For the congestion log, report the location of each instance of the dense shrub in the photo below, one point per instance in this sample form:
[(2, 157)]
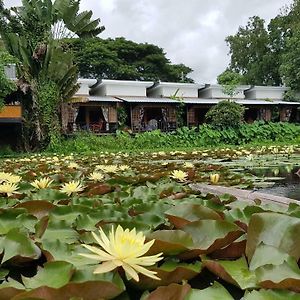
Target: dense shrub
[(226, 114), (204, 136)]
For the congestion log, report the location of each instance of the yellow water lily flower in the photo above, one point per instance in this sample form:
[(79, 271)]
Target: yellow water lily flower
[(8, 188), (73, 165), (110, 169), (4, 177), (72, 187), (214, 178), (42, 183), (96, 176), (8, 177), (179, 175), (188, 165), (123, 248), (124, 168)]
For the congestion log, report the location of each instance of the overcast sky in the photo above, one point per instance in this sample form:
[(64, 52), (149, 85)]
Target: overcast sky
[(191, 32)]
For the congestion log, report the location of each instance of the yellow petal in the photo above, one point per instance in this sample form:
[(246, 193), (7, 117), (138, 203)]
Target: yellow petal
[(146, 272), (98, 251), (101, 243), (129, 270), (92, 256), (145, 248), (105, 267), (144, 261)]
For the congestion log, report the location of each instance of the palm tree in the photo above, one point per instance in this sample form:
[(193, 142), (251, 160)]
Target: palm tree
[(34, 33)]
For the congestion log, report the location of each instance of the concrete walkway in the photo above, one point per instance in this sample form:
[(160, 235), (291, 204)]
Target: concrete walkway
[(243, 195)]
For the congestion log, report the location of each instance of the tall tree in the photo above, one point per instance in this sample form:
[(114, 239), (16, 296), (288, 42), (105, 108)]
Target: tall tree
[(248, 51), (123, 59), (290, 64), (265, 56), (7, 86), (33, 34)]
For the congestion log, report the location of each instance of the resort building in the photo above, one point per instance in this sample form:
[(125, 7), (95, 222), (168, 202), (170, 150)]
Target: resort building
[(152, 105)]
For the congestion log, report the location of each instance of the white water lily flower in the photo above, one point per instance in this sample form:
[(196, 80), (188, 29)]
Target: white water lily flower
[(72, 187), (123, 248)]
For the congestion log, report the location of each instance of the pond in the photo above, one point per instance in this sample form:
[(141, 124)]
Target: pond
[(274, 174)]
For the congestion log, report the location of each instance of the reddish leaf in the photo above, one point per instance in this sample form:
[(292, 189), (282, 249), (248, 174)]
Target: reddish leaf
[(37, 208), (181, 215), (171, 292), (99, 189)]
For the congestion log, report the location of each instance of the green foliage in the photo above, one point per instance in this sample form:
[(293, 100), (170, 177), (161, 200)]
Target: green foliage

#####

PROBLEM:
Exclude the pictures and repeat the entries word for word.

TASK SOLUTION:
For the congestion log, report the location of each instance of the dense shrub in the photo below, one point per instance in this sample form:
[(2, 157)]
Target: dense shrub
[(226, 114), (204, 136)]
For the congestion log, report the location of each instance of the yellow water lily flower in the photo above, one point per instance in this sample form:
[(79, 271)]
Target: yellow water lily flower
[(8, 188), (73, 165), (110, 169), (4, 177), (72, 187), (214, 178), (42, 183), (96, 176), (8, 177), (179, 175), (188, 165), (123, 248), (124, 168)]
For the congestion log, report the location of each instance of the overcast sky in the photo above, one point per instance in this sample form:
[(64, 52), (149, 85)]
Target: overcast sky
[(191, 32)]
For the congestion log, report the location of each instance of the yellow petal in the photo above, one point per instance in this sample form:
[(246, 193), (7, 117), (138, 203)]
Target: yellow petal
[(146, 272), (98, 251), (101, 243), (129, 270), (92, 256), (145, 248), (105, 267), (144, 261)]
For the congestion log, report the location of each instance of the palm tree in the photo above, one point per instance in this sample form:
[(193, 142), (251, 160)]
Target: palm tree
[(34, 33)]
For the congestion log, report the location of each instance of the concrete walkway in the photo above, one point per instance in this sample form:
[(160, 235), (291, 204)]
Target: concrete walkway
[(243, 195)]
For the congestion log, report the location of each instance of the tall tree in the photo above, one point per instance in this sample form:
[(114, 239), (16, 296), (288, 42), (105, 108)]
Target: tall tree
[(248, 51), (123, 59), (290, 64), (265, 56), (7, 86), (33, 34)]
For the congestion log, report the location of each instance of the resort building in the photo above, one point per instance in this sample form:
[(125, 7), (95, 222), (168, 202), (170, 150)]
Target: resort building
[(152, 105)]
For the congestion log, report the location of each instance of the white water lily flower in the photo above, one point per instance in this sample form:
[(196, 80), (188, 29)]
Target: white water lily flower
[(72, 187), (123, 248)]
For the congestion log, report the location of each instance of the pond in the photo above, one point per instance in this sample form:
[(141, 124)]
Target: pond
[(274, 174)]
For the congestion log, report the location of each instance of the reddish leaf in the photo above, one point per instance in this sample form:
[(292, 189), (282, 249), (248, 174)]
Target: reddish leaf
[(37, 208), (181, 215), (171, 292), (99, 189)]
For the congestion log, report the location of each instance of the green foliage in the photo above, one point per instance in this sample form:
[(293, 100), (170, 177), (161, 200)]
Target: green foliage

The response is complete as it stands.